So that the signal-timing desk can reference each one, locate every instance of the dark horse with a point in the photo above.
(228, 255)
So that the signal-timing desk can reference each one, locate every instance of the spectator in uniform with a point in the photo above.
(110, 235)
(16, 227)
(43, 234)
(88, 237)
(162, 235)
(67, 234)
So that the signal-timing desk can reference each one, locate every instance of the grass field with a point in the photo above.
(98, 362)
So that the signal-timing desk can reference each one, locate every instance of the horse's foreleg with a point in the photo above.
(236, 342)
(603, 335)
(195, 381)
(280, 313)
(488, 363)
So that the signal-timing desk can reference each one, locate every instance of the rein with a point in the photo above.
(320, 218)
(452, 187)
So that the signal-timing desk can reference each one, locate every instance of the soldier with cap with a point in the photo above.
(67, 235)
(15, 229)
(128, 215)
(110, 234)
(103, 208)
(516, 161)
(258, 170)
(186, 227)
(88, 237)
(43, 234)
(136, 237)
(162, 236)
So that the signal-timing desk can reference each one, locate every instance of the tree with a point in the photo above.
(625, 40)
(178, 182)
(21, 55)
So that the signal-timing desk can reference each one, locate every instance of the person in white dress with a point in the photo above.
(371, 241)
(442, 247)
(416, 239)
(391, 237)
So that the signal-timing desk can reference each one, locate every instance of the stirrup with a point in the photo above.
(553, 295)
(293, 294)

Exercise instructions:
Having read the entries above, set each one down again exactly.

Written answer:
So that the signal-timing desk can reference each one, locate every instance of the dark horse with a point in the photo above.
(228, 255)
So that the signal-timing desk can reference each one, locate every instance of the spectator in uniform with a point in the photo above.
(110, 235)
(16, 227)
(43, 234)
(88, 237)
(162, 235)
(67, 234)
So that the signal-timing desk can reference each one, locate every instance of the grass field with a point in the photo above.
(98, 362)
So that the signal-timing desk can reference each one, locate every instance of the horse's foreleg with a point in the photo above.
(236, 342)
(603, 335)
(195, 381)
(280, 313)
(488, 363)
So that the signal-timing desk can reference each one, locate every instance of the rein with a point in the photo above.
(320, 218)
(452, 187)
So that the signal-timing desk can reference each one, locate every instance of the soldier with cap with a point in the photo above.
(67, 235)
(15, 229)
(128, 215)
(110, 234)
(103, 208)
(516, 161)
(258, 170)
(186, 227)
(88, 237)
(43, 234)
(136, 237)
(162, 236)
So that the signal-timing desk can reference each one, locate every instance of the tree with a point in the photo above.
(625, 40)
(178, 182)
(21, 55)
So that the signal-timing desk can reference each one, locate every instance of the person in white dress with a point in the photo above.
(371, 241)
(442, 247)
(416, 239)
(391, 237)
So that the signal-timing desk can reference each one, locate every instance of the stirrup with a point in the photo above.
(553, 295)
(293, 294)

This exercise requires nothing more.